• Excerpts of pointing data:
----------------------------------------
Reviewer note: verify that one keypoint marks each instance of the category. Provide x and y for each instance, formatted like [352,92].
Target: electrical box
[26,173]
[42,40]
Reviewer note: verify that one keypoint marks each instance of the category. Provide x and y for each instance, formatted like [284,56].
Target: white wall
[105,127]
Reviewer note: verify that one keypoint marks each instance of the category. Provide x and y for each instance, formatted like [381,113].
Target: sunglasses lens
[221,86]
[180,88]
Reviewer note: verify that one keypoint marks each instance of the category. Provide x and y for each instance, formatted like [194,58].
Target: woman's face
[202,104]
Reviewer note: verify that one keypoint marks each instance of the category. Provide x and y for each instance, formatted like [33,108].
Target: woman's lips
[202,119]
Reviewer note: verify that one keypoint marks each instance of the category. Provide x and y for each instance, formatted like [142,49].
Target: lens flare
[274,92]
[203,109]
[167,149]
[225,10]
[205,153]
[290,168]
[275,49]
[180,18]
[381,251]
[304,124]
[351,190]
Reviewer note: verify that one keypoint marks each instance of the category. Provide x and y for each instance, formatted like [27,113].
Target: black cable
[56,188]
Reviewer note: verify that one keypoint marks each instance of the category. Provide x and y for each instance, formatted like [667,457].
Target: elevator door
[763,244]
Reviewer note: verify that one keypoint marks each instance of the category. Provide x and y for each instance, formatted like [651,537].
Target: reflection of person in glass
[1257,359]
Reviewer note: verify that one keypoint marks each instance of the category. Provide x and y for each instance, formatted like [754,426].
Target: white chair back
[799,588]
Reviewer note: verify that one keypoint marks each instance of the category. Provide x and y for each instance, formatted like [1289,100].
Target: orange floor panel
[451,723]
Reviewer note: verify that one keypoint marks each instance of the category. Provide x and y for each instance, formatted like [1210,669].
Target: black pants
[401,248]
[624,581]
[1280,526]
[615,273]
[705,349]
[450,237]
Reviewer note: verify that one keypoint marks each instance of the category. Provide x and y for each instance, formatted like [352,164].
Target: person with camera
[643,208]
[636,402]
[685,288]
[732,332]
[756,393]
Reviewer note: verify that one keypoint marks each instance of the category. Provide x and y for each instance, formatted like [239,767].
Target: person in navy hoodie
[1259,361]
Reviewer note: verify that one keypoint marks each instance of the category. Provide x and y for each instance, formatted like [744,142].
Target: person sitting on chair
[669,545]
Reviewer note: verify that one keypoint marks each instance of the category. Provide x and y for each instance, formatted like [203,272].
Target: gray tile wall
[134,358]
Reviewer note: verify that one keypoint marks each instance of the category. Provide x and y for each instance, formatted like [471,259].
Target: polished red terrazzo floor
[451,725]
----------------------------------------
Copy the listing from the line with "formatted like [239,767]." up to and including its final line. Shift every answer coordinate by -39 and leave all other text as it is.

Reviewer note: verify that one keypoint marks each instance of the category. Provide x and y for each instance, formatted like [239,767].
Target: person in navy hoodie
[1220,322]
Reviewer note: verify that one keypoint marks each instance of the category. Provide x and y for each instance, formatted like [744,142].
Target: person sitting on chair
[630,506]
Reviewer note: verify that one keypoint marks each instance of the category. Provide x and y for each instance, formatted like [203,272].
Target: gray tile wall
[95,319]
Reviewer note: verify that one keypoint marks each instance of the category. Provide x and y for each instance, formatted like [471,259].
Target: polished red terrazzo floor
[412,686]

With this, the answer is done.